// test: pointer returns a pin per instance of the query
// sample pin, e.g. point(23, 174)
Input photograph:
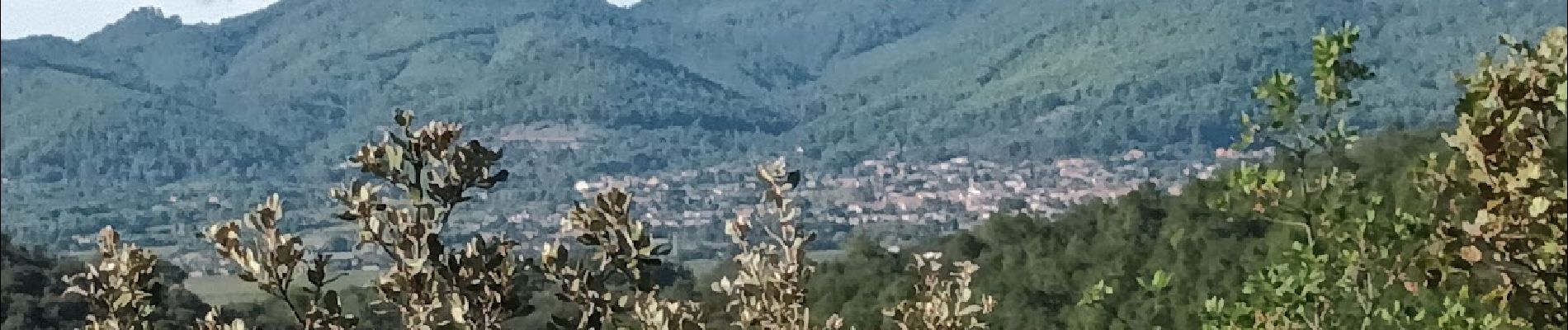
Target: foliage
point(120, 288)
point(273, 260)
point(1509, 144)
point(768, 288)
point(942, 300)
point(280, 94)
point(428, 285)
point(625, 252)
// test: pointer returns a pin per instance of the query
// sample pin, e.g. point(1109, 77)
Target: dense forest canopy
point(1404, 183)
point(670, 87)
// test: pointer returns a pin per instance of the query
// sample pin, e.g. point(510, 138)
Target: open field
point(701, 268)
point(223, 290)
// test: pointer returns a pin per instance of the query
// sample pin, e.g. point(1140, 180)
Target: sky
point(76, 19)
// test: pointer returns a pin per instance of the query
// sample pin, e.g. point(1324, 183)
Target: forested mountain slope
point(153, 105)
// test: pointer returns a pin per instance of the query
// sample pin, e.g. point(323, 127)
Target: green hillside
point(576, 90)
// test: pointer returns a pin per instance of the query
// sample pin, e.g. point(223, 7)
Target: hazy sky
point(76, 19)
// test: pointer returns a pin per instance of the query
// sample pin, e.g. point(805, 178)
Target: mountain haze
point(579, 88)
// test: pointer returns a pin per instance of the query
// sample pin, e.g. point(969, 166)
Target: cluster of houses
point(956, 193)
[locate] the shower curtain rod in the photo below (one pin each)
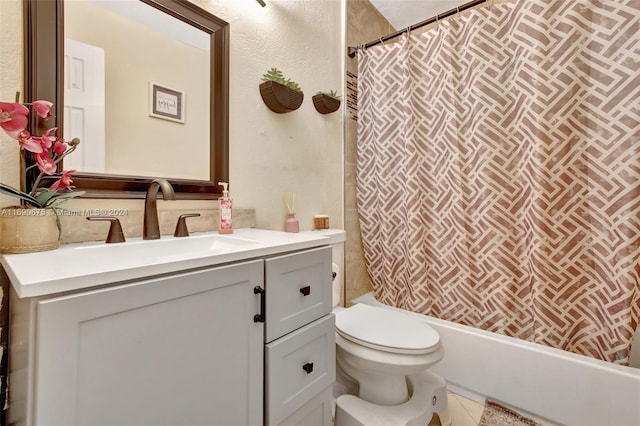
(352, 50)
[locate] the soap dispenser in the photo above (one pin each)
(226, 210)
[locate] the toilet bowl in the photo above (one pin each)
(386, 354)
(379, 348)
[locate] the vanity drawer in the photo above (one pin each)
(299, 366)
(298, 290)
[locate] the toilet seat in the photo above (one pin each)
(385, 330)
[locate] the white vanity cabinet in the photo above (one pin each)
(300, 339)
(176, 350)
(207, 330)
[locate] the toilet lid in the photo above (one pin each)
(386, 330)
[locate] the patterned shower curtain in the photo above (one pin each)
(498, 175)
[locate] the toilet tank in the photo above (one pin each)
(337, 238)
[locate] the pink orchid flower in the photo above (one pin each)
(43, 108)
(64, 182)
(13, 118)
(46, 139)
(29, 143)
(45, 163)
(59, 147)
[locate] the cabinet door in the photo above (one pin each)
(176, 350)
(299, 290)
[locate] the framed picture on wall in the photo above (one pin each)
(166, 103)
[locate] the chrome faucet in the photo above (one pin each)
(150, 226)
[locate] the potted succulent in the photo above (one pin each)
(34, 225)
(279, 93)
(326, 102)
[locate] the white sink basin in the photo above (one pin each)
(86, 265)
(166, 249)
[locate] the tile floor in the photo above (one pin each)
(466, 412)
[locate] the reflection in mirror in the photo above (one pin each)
(156, 97)
(136, 113)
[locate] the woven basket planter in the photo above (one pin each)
(325, 104)
(279, 98)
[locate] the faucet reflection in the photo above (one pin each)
(150, 226)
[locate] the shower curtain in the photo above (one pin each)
(498, 172)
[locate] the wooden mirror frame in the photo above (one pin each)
(44, 79)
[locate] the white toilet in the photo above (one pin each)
(385, 354)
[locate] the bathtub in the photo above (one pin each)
(533, 379)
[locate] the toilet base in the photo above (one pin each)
(428, 396)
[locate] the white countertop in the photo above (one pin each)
(83, 265)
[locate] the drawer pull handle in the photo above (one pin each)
(308, 367)
(259, 317)
(305, 290)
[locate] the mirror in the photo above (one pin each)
(45, 46)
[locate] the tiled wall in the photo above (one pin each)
(364, 23)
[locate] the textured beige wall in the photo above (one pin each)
(301, 151)
(364, 23)
(10, 81)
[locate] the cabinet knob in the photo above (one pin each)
(308, 367)
(259, 317)
(305, 290)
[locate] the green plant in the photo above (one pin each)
(332, 94)
(274, 74)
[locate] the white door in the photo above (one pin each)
(177, 350)
(84, 105)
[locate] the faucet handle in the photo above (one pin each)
(115, 234)
(181, 226)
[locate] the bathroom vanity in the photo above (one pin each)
(208, 329)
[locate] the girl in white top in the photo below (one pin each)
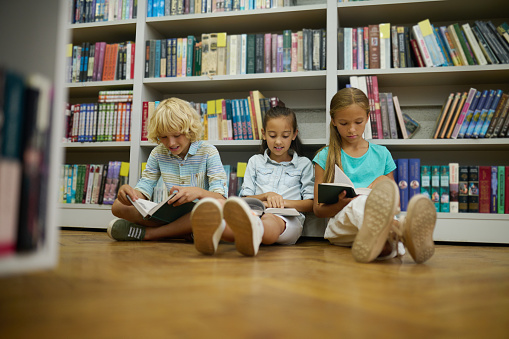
(280, 177)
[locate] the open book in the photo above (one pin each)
(162, 211)
(328, 192)
(259, 208)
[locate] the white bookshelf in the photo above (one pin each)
(38, 46)
(421, 91)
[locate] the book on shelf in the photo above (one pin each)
(426, 180)
(473, 189)
(485, 181)
(328, 192)
(163, 211)
(403, 180)
(435, 186)
(444, 188)
(453, 187)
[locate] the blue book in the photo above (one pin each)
(444, 188)
(402, 168)
(468, 116)
(476, 114)
(157, 60)
(490, 114)
(247, 116)
(482, 116)
(435, 186)
(426, 180)
(414, 177)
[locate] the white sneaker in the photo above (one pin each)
(246, 226)
(207, 224)
(418, 228)
(381, 206)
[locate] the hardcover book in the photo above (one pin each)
(328, 192)
(484, 188)
(163, 211)
(453, 187)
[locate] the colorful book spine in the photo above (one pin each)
(444, 188)
(435, 186)
(426, 180)
(403, 183)
(453, 187)
(414, 177)
(463, 189)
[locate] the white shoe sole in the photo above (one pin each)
(242, 222)
(419, 226)
(381, 206)
(207, 225)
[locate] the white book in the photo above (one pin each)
(481, 60)
(233, 48)
(385, 45)
(422, 46)
(348, 52)
(243, 54)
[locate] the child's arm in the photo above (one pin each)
(125, 190)
(389, 176)
(327, 210)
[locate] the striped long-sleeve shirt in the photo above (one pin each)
(201, 167)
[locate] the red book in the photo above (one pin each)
(372, 115)
(374, 46)
(417, 53)
(506, 203)
(484, 189)
(144, 121)
(378, 113)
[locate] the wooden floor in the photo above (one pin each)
(107, 289)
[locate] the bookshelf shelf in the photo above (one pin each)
(109, 31)
(309, 92)
(238, 83)
(275, 19)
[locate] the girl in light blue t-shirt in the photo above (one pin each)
(368, 223)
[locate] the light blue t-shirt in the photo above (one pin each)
(293, 180)
(364, 170)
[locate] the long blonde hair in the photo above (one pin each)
(342, 99)
(174, 115)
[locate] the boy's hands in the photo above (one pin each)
(274, 200)
(184, 194)
(125, 190)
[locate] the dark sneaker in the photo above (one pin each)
(381, 206)
(418, 228)
(207, 224)
(246, 226)
(123, 230)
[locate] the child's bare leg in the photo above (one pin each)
(273, 227)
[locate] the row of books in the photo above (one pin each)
(223, 54)
(98, 122)
(455, 188)
(386, 120)
(100, 61)
(92, 183)
(84, 11)
(25, 152)
(474, 114)
(157, 8)
(225, 119)
(422, 45)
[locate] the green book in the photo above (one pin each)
(163, 211)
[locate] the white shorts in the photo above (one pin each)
(293, 230)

-- -- --

== EXERCISE PROMPT ==
Copy out each line of the data that holds the string "sample".

== SOLUTION TO THIS PROBLEM ==
// sample pin, e.g. point(23, 174)
// sample pin, e.g. point(1109, 77)
// sample pin, e.g. point(510, 138)
// sample pin, e.g. point(1140, 180)
// sample pin, e.g. point(1324, 183)
// sample pin, e.g. point(323, 127)
// sample pin, e.g. point(223, 7)
// sample pin, e.g. point(805, 178)
// sample pin, e.g. point(969, 166)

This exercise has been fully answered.